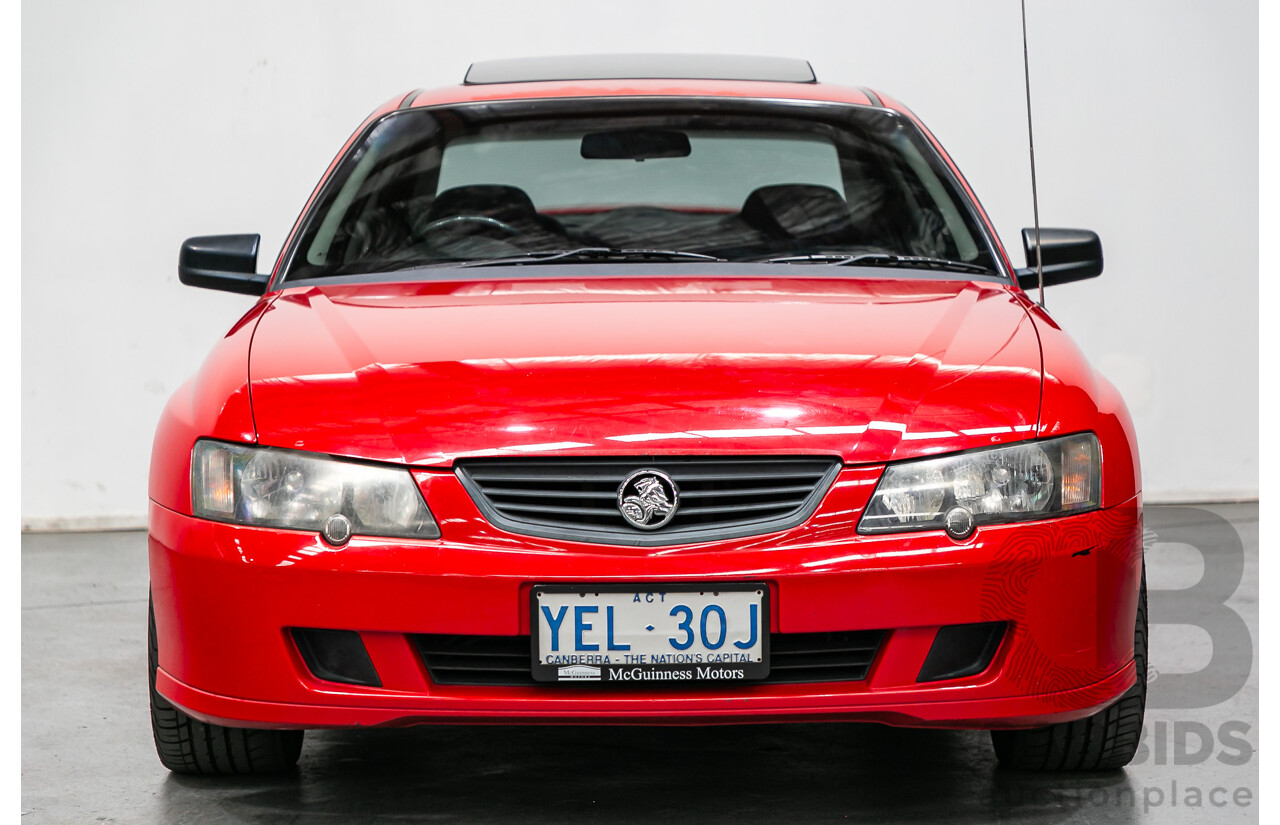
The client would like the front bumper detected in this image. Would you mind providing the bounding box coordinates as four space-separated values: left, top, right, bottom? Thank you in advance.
149 468 1143 730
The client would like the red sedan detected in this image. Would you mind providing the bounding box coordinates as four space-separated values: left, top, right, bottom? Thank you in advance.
149 55 1145 774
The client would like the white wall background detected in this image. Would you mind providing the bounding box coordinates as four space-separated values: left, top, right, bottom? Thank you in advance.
21 0 1258 528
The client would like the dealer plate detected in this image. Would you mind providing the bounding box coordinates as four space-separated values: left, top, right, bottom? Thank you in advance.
530 583 769 683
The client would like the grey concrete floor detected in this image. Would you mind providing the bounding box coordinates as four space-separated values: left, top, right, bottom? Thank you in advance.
22 504 1258 824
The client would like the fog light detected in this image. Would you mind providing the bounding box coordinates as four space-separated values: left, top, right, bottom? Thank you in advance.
322 513 352 546
943 506 975 540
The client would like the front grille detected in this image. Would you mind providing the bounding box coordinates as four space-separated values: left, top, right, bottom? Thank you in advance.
414 630 887 687
455 456 841 546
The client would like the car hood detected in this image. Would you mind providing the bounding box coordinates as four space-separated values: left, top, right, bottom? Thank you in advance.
248 273 1043 467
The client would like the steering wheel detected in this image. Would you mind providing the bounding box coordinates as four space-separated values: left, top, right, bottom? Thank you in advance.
420 215 523 237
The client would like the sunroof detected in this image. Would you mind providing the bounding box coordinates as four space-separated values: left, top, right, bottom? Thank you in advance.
463 54 817 85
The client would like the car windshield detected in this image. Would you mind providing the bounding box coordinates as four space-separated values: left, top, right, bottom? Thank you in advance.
283 99 1000 281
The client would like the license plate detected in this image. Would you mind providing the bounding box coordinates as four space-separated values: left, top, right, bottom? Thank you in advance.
530 583 769 683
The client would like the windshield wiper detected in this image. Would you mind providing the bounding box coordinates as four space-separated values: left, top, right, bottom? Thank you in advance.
457 247 724 267
760 252 995 276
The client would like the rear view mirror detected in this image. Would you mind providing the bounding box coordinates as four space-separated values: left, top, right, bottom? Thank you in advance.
1015 228 1103 290
178 234 270 295
581 130 691 160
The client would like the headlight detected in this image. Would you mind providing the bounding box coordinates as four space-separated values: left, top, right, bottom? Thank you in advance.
191 440 440 542
858 433 1100 538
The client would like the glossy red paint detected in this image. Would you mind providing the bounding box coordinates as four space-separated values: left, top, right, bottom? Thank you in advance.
151 76 1142 734
245 276 1045 469
149 297 274 513
149 485 1141 729
1013 296 1141 505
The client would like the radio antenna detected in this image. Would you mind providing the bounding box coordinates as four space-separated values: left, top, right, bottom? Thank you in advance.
1020 0 1045 307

• Exercise directions
For this exercise, please reproduce the records above exactly and drop the images.

• Your response
The client would like the front bumper detected in this image. Would you mind providing the bounding box coordinates as four space-separated values: left, top, right, bottom? Thank you in advance.
149 468 1143 730
The client would like the red sedan detected in this image. Would you mind providing the bounding box coordinates as four space-separated values: left, top, right, bottom? Thank you in advance.
149 55 1145 774
The client would like the white wall background detected in this image. Would you mind providing the bounding box coordinates as four space-separated values: left, top, right, bottom? Thank you in advance.
21 0 1258 528
The client would like the dealer plate detected in this image. Would you mind providing the bounding box coordinates as four space-separated values: left, top, right, bottom? Thank you in advance.
530 583 769 683
The client would like the grey concrete floor detected in this image. Would you mind providing the bounding box coordinates as four space-separated values: left, top, right, bottom? Thank you in advance.
22 504 1258 824
The client would like the fog light detected in this image. Would you mind providing the bounding box coordinates as four space-separated values: left, top, right, bottom? Thank you in advance.
322 513 352 546
943 506 975 540
The client would like the front grille detected in this image. Would you mind providing the bounding box coordinates as four space-separated values: left, top, right, bottom? Thank you in advance.
414 630 887 687
455 456 841 546
The client would like the car hood detected in this image. Would you mind providing the bounding box coordinates as four space-separated values: left, top, right, bottom? Thank you in advance.
248 273 1043 467
The client would like the steering wheel detected in this image. Would you mind providing the bounding box coordinates as four space-separated values: left, top, right, bottom? Thank you in advance.
420 215 523 237
The client would like the sunroof detected in this image. Would you mind providing the bounding box coordinates as four space-separated values: left, top, right, bottom? Thank you in advance.
463 54 817 85
The client would like the car windshield detected in this image. Would you mind providing the bounding box coordinates as four space-separated values: left, top, right, bottom? Thank you in advance.
283 99 1000 281
The client would like the license plate detected in this image. Would you mind providing the bounding box coordinates as four space-separated values: left, top, right, bottom? Thank you in advance.
530 583 769 683
The client would like the windshield wiper detected in this image. Would you mind providing the bounding box coordinates as four space-separated values: left, top, right, bottom? Thank you in advance.
457 247 724 267
760 252 995 276
The client would like the rear view mirror detected in this image. Would you mind providing the bounding box coordinates as four space-separated values: left, top, right, bottom? Thank you in advance.
1015 228 1103 290
178 234 270 295
581 130 691 160
The client would like the headlight detected in this image. Would you mind providing the bounding box coordinates as four space-separated values: left, top, right, bottom? Thank you in advance.
191 440 440 542
858 433 1100 538
The client would like the glossy red paint detected in this image. Would you mind providing the bounding box coordinates as four space-separated values: left, top, right, bottom? Thank you in advance.
151 76 1142 734
245 276 1045 469
149 297 274 513
149 485 1141 729
1013 296 1141 505
The client would like the radio antenna detected in this image. Would you mind providing the bounding box coordinates as four space-separated values: left, top, right, bottom? Thank you in advance.
1020 0 1045 307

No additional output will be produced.